----- Exercise input
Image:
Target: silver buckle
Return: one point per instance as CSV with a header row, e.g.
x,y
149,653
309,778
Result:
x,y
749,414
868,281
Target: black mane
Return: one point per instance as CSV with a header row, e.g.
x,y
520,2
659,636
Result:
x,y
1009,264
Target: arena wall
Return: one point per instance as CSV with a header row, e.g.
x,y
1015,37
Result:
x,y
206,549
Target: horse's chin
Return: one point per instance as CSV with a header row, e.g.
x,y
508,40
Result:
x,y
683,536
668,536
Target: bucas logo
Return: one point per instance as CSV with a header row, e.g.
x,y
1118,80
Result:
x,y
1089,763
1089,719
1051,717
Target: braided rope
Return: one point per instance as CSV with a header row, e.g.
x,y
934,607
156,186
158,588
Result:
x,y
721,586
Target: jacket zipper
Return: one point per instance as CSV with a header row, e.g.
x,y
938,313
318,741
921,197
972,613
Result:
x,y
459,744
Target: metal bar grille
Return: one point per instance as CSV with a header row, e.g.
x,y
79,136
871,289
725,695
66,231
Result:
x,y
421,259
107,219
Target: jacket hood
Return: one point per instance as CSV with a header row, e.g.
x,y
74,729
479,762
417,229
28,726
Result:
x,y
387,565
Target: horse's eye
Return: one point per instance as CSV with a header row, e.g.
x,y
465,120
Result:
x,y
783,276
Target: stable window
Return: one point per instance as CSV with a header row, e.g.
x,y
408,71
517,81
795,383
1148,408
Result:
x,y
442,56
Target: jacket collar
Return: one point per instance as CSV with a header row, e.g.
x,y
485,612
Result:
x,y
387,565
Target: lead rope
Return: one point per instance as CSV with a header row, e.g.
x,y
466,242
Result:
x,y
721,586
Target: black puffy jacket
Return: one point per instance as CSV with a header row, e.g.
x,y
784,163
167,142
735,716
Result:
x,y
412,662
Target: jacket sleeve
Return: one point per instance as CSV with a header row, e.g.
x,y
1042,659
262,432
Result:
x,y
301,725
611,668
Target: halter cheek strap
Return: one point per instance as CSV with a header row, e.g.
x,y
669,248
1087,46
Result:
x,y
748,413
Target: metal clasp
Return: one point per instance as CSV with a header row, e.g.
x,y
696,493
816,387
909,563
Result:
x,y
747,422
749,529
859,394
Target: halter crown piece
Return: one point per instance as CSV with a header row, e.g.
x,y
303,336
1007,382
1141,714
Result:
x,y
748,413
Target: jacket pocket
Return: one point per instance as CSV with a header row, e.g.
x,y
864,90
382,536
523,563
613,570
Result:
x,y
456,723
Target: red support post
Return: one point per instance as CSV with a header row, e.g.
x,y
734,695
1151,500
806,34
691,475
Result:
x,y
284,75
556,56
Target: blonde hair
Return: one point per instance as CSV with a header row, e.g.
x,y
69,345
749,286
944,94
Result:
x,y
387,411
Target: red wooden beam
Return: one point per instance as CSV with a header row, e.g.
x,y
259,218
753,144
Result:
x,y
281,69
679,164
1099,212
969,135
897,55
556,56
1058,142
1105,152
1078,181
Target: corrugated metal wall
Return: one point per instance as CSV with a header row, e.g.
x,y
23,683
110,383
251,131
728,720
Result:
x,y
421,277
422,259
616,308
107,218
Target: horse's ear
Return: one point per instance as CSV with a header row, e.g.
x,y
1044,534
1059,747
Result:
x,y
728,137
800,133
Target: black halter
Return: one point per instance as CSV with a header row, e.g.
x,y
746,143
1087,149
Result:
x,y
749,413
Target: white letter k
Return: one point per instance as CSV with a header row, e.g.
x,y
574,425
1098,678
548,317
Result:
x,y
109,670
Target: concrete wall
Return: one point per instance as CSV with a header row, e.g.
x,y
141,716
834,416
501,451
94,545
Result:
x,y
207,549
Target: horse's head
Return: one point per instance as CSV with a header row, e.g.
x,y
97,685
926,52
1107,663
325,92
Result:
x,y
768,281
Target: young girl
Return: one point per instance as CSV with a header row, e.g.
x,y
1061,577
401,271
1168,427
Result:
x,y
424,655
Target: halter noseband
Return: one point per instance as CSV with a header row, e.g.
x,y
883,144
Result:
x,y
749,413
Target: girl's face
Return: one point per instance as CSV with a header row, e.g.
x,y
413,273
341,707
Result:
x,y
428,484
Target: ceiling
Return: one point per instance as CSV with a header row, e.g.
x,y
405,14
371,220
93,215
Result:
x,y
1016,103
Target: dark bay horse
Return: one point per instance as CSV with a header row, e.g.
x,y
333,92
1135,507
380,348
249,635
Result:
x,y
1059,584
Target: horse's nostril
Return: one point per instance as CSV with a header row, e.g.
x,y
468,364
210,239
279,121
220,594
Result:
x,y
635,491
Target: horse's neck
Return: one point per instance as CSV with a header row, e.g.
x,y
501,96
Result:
----------
- Exercise requirements:
Please rewrite the lines from the one containing "Target: concrete wall" through the end of the lines, replacing "horse's" with "pony's" and leaving everything else unchanged.

- Task result:
Target: concrete wall
Return: one point per instance as CSV with a header row, e.g.
x,y
141,716
834,416
501,451
94,545
Result:
x,y
207,549
Target: pony's head
Return: one point per instance as CSV with a header row, e.g.
x,y
97,685
926,52
1107,663
325,92
Result:
x,y
768,281
Target: young girl
Return: one point per instance as CSV with a header row, e.g.
x,y
1061,577
401,271
1168,427
Result:
x,y
424,655
Target: halter noseband
Return: one point per instance as CSV with a header row, e.g.
x,y
883,144
Result:
x,y
749,413
Target: girl's face
Return: one point per instance as CSV with a header row, e.g.
x,y
413,273
341,707
Result:
x,y
428,484
Target: ceiling
Return: one point per instance as CSV with a header row, e.g.
x,y
405,14
371,220
93,215
Result:
x,y
1016,103
Target: dark bay horse
Return: one point per instance as CSV with a header row, e.g.
x,y
333,92
1135,507
380,348
249,635
Result:
x,y
1059,584
Target: pony's nostril
Return: one point per instance as CSV with a header row, e.g.
x,y
468,364
210,239
279,121
220,594
Result:
x,y
635,491
Target: pony's neck
Return: one point per instance as CSV with a header row, e.g.
x,y
501,96
Result:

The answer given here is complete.